_SOURCE EXTRACT:_
-- begin --

Script to insert keyword links

OPM · Nov 4, 2024 · b4586fd · b4586fd
1 parent 6f22834
commit b4586fd
Show file tree

Hide file tree

Showing 2 changed files with 188 additions and 0 deletions.
diff --git a/scripts/python/pyproject.toml b/scripts/python/pyproject.toml
@@ -29,6 +29,7 @@ fodt-fix-ignored-keywords = "fodt.fix_ignored:fix_ignored"
 fodt-fix-footer-style = "fodt.fix_footer_style:fix_footer_style"
 fodt-fix-letter-k-footer = "fodt.fix_letter_k_footer:fix_letter_k_footer"
 fodt-gen-kw-uri-map = "fodt.keyword_linker:gen_kw_uri_map"
+fodt-link-keywords = "fodt.keyword_linker2:link_keywords"
 fodt-remove-bookmarks-from-master-styles = "fodt.remove_bookmarks:remove_bookmarks_from_master_styles"
 fodt-remove-chapters = "fodt.splitter:remove_chapters"
 fodt-remove-elements = "fodt.splitter:remove_elements"

diff --git a/scripts/python/src/fodt/keyword_linker2.py b/scripts/python/src/fodt/keyword_linker2.py
@@ -0,0 +1,187 @@
+import io
+import logging
+import re
+import xml.sax
+import xml.sax.handler
+import xml.sax.xmlreader
+import xml.sax.saxutils
+
+from pathlib import Path
+
+import click
+
+from fodt.constants import ClickOptions, Directories, FileNames, FileExtensions
+from fodt.exceptions import HandlerDoneException, ParsingException
+from fodt import helpers
+from fodt.xml_helpers import XMLHelper
+
+class FileHandler(xml.sax.handler.ContentHandler):
+    def __init__(self, keyword_name: str, kw_uri_map: dict[str, str]) -> None:
+        self.keyword_name = keyword_name
+        self.kw_uri_map = kw_uri_map
+        self.in_section = False
+        # For empty tags, we use a special trick to rewrite them with a shortened
+        #  end /> tag instead of the full end tag </tag>
+        self.start_tag_open = False
+        self.in_p = False
+        self.in_a = False
+        self.content = io.StringIO()
+        # Create a regex pattern with alternation on the keyword names
+        self.regex = self.compile_regex()
+        self.num_links_inserted = 0
+
+    def compile_regex(self) -> re.Pattern:
+        # Do not include the keyword name itself in the regex pattern
+        pattern = re.compile(
+            r'\b(' + 
+            '|'.join(
+                re.escape(k) for k in self.kw_uri_map.keys() if k != self.keyword_name
+                ) +
+            r')\b'
+        )

-- end --

_DIRECTION 1:_ In the rows, substitute "predicted" for "returned" from the line with "the woman in" through the end of the rows, and give back those lines with nothing else altered.
The commit diff and the rows have nothing to do with each other.

_WORKING DATA:_
-- begin --

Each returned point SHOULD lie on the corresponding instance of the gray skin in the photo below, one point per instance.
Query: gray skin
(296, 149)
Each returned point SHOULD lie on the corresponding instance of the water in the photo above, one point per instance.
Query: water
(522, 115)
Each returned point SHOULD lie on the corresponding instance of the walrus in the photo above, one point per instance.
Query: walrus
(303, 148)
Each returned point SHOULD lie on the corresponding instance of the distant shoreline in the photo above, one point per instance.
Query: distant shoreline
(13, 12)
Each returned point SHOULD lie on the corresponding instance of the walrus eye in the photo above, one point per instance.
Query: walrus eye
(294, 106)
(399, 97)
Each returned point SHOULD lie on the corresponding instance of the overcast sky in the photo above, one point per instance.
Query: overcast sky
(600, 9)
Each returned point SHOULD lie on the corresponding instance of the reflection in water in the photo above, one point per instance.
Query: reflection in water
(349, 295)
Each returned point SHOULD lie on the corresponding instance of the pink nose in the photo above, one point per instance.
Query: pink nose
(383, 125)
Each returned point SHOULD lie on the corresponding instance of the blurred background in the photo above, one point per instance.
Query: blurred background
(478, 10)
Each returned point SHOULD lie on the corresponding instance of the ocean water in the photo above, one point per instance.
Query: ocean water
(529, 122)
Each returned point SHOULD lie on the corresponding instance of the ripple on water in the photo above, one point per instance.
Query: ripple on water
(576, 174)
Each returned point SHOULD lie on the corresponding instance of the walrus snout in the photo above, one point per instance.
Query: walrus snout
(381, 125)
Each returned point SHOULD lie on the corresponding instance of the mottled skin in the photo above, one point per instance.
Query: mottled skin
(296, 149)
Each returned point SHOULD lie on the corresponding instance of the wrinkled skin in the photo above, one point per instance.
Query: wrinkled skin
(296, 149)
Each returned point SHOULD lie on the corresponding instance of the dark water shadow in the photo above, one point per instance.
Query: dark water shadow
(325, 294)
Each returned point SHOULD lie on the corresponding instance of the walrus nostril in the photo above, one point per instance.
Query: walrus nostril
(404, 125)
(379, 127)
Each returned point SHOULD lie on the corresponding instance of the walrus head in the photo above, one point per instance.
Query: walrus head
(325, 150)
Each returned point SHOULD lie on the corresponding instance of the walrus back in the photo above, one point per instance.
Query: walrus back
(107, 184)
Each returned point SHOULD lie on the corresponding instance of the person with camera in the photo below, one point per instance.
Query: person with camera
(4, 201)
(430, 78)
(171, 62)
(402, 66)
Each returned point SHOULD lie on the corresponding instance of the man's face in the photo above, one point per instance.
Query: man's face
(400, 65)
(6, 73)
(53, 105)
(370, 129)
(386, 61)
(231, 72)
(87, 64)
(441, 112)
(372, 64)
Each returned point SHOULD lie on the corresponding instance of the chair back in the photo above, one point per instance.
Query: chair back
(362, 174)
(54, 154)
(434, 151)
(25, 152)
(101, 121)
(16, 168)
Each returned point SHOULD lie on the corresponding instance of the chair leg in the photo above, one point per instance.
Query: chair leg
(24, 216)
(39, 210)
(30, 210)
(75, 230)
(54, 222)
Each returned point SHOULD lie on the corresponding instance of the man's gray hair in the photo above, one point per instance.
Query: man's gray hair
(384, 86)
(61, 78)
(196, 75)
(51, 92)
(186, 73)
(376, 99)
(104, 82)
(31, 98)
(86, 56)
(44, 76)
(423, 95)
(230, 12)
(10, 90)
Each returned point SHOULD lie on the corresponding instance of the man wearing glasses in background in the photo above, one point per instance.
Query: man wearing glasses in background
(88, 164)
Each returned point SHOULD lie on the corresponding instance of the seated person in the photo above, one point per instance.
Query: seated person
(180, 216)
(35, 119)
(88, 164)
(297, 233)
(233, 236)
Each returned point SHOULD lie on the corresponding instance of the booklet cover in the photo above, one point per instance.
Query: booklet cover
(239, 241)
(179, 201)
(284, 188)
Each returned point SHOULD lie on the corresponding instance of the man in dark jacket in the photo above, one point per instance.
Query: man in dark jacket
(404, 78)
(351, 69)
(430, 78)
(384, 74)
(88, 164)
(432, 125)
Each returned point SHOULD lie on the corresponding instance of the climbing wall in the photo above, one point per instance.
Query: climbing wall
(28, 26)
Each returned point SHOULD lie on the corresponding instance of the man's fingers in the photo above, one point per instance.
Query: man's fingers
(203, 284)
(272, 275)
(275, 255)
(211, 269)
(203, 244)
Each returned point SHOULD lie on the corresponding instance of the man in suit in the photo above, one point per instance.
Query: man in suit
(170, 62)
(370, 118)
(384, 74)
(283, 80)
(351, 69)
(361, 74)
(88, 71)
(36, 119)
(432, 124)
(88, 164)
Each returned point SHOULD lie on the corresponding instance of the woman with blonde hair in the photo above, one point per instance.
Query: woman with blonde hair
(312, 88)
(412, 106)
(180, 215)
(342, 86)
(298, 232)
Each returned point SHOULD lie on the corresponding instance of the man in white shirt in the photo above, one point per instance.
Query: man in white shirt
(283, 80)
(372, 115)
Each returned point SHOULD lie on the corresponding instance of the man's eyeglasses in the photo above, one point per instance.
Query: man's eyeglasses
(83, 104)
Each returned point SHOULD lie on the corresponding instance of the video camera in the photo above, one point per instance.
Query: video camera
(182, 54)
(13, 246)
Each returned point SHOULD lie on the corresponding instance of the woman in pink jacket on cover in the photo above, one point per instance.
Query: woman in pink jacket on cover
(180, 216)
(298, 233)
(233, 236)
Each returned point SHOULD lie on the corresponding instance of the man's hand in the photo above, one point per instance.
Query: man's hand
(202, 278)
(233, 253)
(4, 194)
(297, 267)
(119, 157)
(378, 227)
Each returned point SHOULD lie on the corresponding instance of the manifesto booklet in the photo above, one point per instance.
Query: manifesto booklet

-- end --

_DIRECTION 2:_ Copy the commit diff verbatim from "OPM · Nov 4, 2024" to "and 0 deletions.".

_EXERCISE OUTPUT 1:_
Each predicted point SHOULD lie on the corresponding instance of the woman in pink jacket on cover in the photo above, one point per instance.
Query: woman in pink jacket on cover
(180, 216)
(298, 233)
(233, 236)
Each predicted point SHOULD lie on the corresponding instance of the man's hand in the photo above, one point per instance.
Query: man's hand
(202, 278)
(233, 253)
(4, 194)
(297, 267)
(119, 157)
(378, 227)
Each predicted point SHOULD lie on the corresponding instance of the manifesto booklet in the photo above, one point per instance.
Query: manifesto booklet

_EXERCISE OUTPUT 2:_
OPM · Nov 4, 2024 · b4586fd · b4586fd
1 parent 6f22834
commit b4586fd
Show file tree

Hide file tree

Showing 2 changed files with 188 additions and 0 deletions.